What is also very disturbing is that the reason frequently given by disabled people for not claiming their entitlements is fear of being branded as what some in the media call "something for nothing merchants". The same reason is often given by frail elderly people,

more especially single women living alone, for riot claiming income support. Shame on any or all of us here if, by commission or default, we condone or allow to go unchallenged those who inflict unmerited distress on such vulnerable people.

My right honourable friend Frank Field, then Minister for Welfare Reform, emphasising in another place the Government's top priorities in welfare reform on 26th March 1998, said in a ringing declaration: Our commitment to the vulnerable is not negotiable".—[Official Report, Commons, 26/3/98; col. 686.] More recently, in an interview with The Times on 4th March 1999, my right honourable friend Alistair Darling's emphasis was on fraud.

The prevention of fraud", he said, has to be at the top of everything we do at the DSS". In response, while granting the importance of preventing fraud, the noble Earl, Lord Russell, said in our debate on the take-up of benefits on 29th April that. Surely the top priority for the DSS is the delivery of benefits to keep people alive; and nothing else should allow a Secretary of State to forget that".—[0fficial Report, 29/4/99; col. 508.] Knowing my right honourable friend, whose appointment as Secretary of State for Social Security came after the Green Paper was published, I feel sure that his concern to stamp out fraud will be matched by a determination to ensure that the benefits Parliament has legislated for reach everyone entitled to them. If that is so, he will be as concerned as I am that the Green Paper—which paved the way for this Bill—made no reference to take-up despite the enormous scale of under-claiming. He will recognise too that failure to tackle low take-up frustrates the will of Parliament and that it is not only disabled people who under-claim. Over £2 billion a year in income support goes unclaimed by the most vulnerable elderly people.

Of course, higher take-up means spending more, and I shall come to affordability as I proceed. But first I want briefly to look at how disabled people have fared in relation to others over recent years. Much media comment assumes that they were years of joy unconfined for people dependent on disability benefits. In fact their incomes were frozen for 18 years after 1979,when the link forged by the previous Labour government—more particularly by my noble friend Lady Castle—between benefits and average earnings was broken by our successors.

Had the link been kept incapacity benefit would now be £24.15p a week higher. By breaking the link, the Treasury saved £18 billion on that benefit between 1980 and 1997, a brutal switch of resources to more fortunate groups in society. Now it is proposed to deny the benefit in future to large numbers of people who today would qualify. They would include severely disabled people who, having contributed by their national insurance contributions for a contributory benefit in good faith over many years, will feel cheated to the extent that they would take legal action if an insurance company treated them in the same way.

Stored items:
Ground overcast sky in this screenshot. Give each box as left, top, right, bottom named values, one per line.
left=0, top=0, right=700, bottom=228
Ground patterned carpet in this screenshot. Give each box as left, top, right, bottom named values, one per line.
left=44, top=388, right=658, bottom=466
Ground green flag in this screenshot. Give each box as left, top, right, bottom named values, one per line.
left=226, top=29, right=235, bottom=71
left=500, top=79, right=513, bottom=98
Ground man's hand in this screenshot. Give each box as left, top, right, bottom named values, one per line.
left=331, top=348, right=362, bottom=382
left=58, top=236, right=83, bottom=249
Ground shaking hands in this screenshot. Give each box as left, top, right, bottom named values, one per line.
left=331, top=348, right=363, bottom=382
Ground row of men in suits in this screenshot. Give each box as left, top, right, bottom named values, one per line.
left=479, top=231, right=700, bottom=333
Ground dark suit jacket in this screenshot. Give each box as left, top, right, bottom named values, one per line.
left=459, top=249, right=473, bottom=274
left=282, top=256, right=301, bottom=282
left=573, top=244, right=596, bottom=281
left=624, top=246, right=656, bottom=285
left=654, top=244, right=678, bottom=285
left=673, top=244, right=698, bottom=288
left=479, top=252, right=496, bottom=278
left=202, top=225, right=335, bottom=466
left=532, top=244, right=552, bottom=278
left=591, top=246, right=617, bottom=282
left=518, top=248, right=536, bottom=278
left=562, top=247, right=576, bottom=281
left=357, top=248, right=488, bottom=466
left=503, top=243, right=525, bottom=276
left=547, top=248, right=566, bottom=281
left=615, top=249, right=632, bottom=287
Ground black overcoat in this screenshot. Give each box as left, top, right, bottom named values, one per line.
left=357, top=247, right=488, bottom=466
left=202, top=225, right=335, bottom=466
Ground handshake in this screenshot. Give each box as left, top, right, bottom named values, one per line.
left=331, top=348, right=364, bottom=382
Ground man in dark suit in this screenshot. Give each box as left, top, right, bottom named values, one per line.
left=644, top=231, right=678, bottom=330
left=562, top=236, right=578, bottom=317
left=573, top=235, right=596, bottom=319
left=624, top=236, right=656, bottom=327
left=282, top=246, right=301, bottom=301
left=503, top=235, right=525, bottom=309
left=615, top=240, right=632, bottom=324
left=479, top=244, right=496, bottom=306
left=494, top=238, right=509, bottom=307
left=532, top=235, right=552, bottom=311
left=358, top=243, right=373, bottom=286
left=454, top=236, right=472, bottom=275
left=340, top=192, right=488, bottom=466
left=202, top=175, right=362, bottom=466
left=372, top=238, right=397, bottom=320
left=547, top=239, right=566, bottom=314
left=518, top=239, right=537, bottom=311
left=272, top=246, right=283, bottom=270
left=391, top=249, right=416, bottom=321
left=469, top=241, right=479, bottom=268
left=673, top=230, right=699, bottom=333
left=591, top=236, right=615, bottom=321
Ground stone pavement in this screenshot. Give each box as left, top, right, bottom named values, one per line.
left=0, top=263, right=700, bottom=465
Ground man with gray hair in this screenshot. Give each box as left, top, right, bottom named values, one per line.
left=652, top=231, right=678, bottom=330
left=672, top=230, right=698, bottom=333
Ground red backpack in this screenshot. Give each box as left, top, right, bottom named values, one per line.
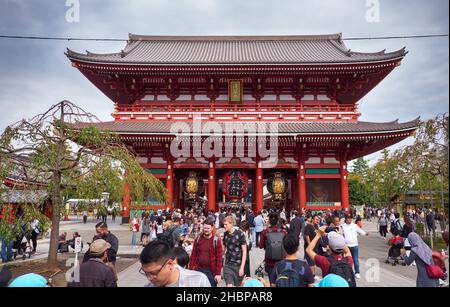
left=426, top=251, right=445, bottom=279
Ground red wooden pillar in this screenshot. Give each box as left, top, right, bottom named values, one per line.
left=253, top=160, right=264, bottom=214
left=208, top=160, right=217, bottom=212
left=297, top=159, right=306, bottom=214
left=341, top=161, right=350, bottom=213
left=166, top=158, right=174, bottom=210
left=122, top=183, right=131, bottom=224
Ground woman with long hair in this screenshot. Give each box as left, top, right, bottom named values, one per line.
left=402, top=232, right=439, bottom=287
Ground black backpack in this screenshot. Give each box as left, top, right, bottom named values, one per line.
left=327, top=256, right=356, bottom=287
left=275, top=261, right=304, bottom=288
left=158, top=225, right=177, bottom=247
left=264, top=228, right=286, bottom=260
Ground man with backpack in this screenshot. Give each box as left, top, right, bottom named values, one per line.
left=159, top=217, right=180, bottom=248
left=306, top=226, right=356, bottom=287
left=269, top=233, right=314, bottom=288
left=189, top=219, right=223, bottom=287
left=259, top=212, right=287, bottom=283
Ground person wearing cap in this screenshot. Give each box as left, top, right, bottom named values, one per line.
left=8, top=273, right=48, bottom=288
left=306, top=226, right=353, bottom=277
left=139, top=241, right=211, bottom=288
left=83, top=222, right=119, bottom=266
left=241, top=277, right=270, bottom=288
left=67, top=239, right=117, bottom=288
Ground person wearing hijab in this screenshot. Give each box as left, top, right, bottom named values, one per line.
left=402, top=232, right=439, bottom=287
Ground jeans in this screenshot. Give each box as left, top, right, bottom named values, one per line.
left=198, top=268, right=217, bottom=288
left=131, top=231, right=137, bottom=245
left=255, top=231, right=262, bottom=248
left=250, top=227, right=256, bottom=244
left=2, top=239, right=13, bottom=261
left=349, top=246, right=359, bottom=274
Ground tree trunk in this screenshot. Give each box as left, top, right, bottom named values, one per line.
left=47, top=172, right=61, bottom=271
left=47, top=106, right=64, bottom=271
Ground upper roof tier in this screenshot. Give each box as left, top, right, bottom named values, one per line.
left=67, top=33, right=407, bottom=65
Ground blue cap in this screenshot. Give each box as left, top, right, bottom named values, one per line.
left=243, top=278, right=264, bottom=288
left=9, top=273, right=47, bottom=288
left=316, top=274, right=349, bottom=288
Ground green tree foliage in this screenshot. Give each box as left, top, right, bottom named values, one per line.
left=0, top=101, right=167, bottom=270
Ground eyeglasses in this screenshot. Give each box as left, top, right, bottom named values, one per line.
left=139, top=259, right=170, bottom=277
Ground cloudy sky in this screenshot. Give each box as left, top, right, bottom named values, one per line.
left=0, top=0, right=449, bottom=165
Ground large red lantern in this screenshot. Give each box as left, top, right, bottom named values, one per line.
left=223, top=170, right=248, bottom=201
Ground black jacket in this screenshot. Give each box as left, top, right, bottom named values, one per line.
left=67, top=258, right=117, bottom=288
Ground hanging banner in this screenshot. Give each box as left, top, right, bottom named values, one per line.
left=223, top=170, right=248, bottom=201
left=228, top=80, right=243, bottom=103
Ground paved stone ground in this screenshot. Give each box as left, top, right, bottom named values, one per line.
left=2, top=217, right=448, bottom=287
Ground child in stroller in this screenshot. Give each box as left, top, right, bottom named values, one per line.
left=386, top=233, right=406, bottom=266
left=12, top=235, right=33, bottom=260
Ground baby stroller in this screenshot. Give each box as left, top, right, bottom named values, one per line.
left=385, top=236, right=406, bottom=266
left=431, top=250, right=448, bottom=287
left=12, top=235, right=33, bottom=260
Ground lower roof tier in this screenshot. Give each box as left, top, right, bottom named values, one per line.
left=74, top=118, right=420, bottom=137
left=73, top=119, right=420, bottom=161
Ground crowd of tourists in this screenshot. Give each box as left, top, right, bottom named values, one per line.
left=2, top=206, right=448, bottom=287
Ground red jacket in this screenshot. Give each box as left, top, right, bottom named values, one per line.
left=189, top=234, right=223, bottom=275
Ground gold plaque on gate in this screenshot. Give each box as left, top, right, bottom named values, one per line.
left=228, top=80, right=243, bottom=103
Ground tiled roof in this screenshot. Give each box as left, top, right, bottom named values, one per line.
left=70, top=118, right=419, bottom=135
left=66, top=34, right=406, bottom=65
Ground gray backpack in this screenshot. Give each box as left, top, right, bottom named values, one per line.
left=265, top=229, right=286, bottom=260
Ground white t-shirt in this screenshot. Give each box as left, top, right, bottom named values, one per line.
left=341, top=223, right=366, bottom=247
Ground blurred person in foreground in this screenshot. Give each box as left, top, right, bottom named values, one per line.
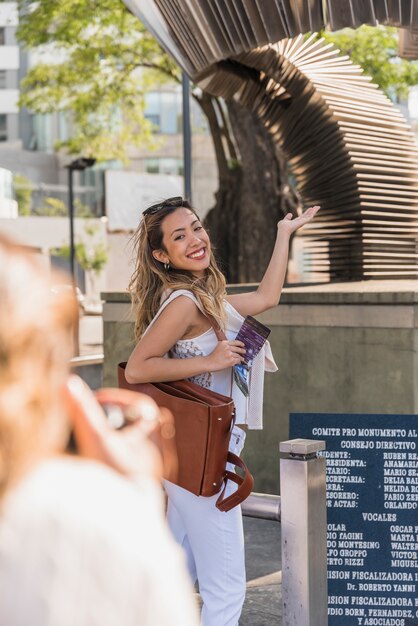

**Exercise requirements:**
1/ According to the speech on welfare reform, how much did the Treasury save on incapacity benefit between 1980 and 1997 by breaking the link with average earnings?
2/ Transcribe the welfare reform speech from "My right honourable friend Frank" up to and including "was on fraud.".
3/ Continue the speech on disability benefits and welfare reform, starting after its last sentence.

**Exercise answers:**
1/ £18 billion.

2/
My right honourable friend Frank Field, then Minister for Welfare Reform, emphasising in another place the Government's top priorities in welfare reform on 26th March 1998, said in a ringing declaration: Our commitment to the vulnerable is not negotiable".—[Official Report, Commons, 26/3/98; col. 686.] More recently, in an interview with The Times on 4th March 1999, my right honourable friend Alistair Darling's emphasis was on fraud.

3/
Sir Peter Large, than whom no one, as the late Dr Margaret Blackwood used to tell me, is more deserving of the ear of any Minister, said in a recent letter: It means redistribution of resources from the less well-off to the least well-off, from those in need to those in greater need. When disability is the true cause of inability to work, even if the inability to work follows a period of unemployment, it is cruelly unjust not to pay incapacity benefit in order to save money by reducing the number of beneficiaries by 170,000. The proposal to reduce the benefit by 50 per cent of any occupational or personal pension above £50 is another strange example of fairness. What justice is there in penalising people who forego pleasure today in order to pay for safeguarding their future?". I speak as former chairman for 18 years of the Parliamentary Contributory Pension Scheme and, therefore, as guardian of the pensions of almost all present Cabinet Ministers—not to mention that of the noble Lord, Lord Higgins—in judging it wrong in principle to means test a contributory benefit in this way. It confuses reform with retreat and it is not too late to think again.

I turn now to affordability. Commending the Green Paper in another place, Frank Field spoke, in relation to spending on pensions, of his concern that, the costs of the system will become unsustainable".—[0fficial Report, Commons, 26/3/98: col. 682] But Britain is today near the bottom—indeed in the relegation zone—of the league of 21 OECD member states for the proportion of GDP spent on "social protection" —that is, social security, health and education.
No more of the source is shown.